Work instructions
Reproduce the lines of the listing below word for word, from the line with "Where can the woman's raised" to the line with "column 224, row 140", including both of those lines.

(Dataset records on object locations)
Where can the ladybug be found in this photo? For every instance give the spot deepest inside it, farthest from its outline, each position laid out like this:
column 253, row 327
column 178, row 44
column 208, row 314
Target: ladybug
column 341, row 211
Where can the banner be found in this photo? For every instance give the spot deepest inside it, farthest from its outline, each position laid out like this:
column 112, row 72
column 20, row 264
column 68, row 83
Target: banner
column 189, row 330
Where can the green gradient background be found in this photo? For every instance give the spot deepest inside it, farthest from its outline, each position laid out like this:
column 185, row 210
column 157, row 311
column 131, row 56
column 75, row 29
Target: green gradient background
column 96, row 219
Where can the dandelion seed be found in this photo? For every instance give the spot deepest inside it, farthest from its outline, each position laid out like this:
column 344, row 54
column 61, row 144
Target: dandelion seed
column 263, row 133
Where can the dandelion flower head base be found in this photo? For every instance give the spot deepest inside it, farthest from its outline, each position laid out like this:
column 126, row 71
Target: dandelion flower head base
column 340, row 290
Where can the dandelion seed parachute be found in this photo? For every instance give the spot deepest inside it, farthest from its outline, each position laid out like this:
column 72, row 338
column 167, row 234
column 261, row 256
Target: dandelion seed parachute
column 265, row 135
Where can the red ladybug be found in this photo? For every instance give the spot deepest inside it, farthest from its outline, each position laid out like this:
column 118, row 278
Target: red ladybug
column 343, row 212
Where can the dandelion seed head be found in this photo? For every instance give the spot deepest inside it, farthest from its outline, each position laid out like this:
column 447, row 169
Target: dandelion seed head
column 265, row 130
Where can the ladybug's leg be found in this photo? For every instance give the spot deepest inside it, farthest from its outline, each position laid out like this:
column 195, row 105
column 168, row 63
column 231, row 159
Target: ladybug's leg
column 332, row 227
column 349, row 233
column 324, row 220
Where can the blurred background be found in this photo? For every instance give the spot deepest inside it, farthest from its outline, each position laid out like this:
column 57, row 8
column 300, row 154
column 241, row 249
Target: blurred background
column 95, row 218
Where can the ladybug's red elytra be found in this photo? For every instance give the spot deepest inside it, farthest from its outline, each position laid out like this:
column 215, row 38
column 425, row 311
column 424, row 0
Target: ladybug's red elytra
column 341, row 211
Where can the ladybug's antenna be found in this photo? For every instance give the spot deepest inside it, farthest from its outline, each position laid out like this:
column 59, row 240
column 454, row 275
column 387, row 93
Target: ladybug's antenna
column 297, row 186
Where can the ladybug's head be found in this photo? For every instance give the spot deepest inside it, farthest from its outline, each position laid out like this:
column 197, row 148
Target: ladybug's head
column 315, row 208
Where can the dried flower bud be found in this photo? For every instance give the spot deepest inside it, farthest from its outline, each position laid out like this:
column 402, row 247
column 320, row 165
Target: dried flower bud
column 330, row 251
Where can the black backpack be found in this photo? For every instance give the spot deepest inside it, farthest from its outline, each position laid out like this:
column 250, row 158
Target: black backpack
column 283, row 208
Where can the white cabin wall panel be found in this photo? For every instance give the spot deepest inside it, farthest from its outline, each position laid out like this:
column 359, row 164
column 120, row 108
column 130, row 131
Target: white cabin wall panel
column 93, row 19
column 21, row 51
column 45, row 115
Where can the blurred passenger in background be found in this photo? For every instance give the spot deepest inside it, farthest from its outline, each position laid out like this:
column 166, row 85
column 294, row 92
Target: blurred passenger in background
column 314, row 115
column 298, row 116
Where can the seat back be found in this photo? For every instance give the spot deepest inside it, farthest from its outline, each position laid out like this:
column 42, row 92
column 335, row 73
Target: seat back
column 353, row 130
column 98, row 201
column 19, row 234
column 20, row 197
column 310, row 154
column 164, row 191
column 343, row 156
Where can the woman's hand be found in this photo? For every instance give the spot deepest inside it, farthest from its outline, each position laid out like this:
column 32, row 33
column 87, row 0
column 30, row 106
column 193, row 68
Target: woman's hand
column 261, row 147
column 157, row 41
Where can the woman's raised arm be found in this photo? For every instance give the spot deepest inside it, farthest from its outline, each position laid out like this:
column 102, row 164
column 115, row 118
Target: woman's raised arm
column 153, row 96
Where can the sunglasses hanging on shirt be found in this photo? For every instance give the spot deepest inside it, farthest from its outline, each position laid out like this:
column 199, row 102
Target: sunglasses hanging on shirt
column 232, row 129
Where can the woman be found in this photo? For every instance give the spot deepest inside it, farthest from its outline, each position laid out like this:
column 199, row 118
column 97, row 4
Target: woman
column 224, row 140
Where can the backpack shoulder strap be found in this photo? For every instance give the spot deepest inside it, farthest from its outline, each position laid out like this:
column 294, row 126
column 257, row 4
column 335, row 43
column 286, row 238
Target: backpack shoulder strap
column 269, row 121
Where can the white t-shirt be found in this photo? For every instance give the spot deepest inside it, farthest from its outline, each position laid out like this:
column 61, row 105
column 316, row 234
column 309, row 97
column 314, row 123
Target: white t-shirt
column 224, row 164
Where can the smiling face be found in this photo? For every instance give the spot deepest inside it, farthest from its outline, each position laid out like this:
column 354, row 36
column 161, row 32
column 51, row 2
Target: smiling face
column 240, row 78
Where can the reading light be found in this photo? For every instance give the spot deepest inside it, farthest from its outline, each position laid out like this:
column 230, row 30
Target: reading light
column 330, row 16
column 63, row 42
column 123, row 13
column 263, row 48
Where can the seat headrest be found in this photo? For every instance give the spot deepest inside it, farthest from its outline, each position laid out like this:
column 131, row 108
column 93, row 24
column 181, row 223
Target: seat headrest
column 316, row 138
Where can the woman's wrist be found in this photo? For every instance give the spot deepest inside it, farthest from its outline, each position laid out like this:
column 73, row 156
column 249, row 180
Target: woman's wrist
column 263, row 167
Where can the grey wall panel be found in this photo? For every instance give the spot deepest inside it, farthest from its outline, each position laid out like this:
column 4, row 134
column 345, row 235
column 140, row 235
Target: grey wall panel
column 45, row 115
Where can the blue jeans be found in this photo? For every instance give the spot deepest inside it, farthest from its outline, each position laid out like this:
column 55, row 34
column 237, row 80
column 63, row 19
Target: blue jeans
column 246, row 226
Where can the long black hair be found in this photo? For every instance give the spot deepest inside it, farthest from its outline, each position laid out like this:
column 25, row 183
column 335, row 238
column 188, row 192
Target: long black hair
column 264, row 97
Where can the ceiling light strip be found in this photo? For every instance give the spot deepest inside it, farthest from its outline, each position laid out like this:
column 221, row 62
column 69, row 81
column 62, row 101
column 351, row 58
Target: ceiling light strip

Solution below
Where can the woman's raised arm be found in this photo? For every instance give the spot deepest inside it, farthest from its outline, each position laid out like this:
column 102, row 164
column 115, row 118
Target: woman's raised arm
column 153, row 96
Where can the sunglasses hanging on shirt be found in this photo? For every instance give the spot deepest inside it, farthest from its outline, each position laid out like this:
column 199, row 102
Target: sunglasses hanging on shirt
column 232, row 129
Where can the woman be found in this photo? For every instance give the spot deepest inside it, farthest from its outline, each position laid out like this:
column 199, row 118
column 97, row 4
Target: woman
column 224, row 140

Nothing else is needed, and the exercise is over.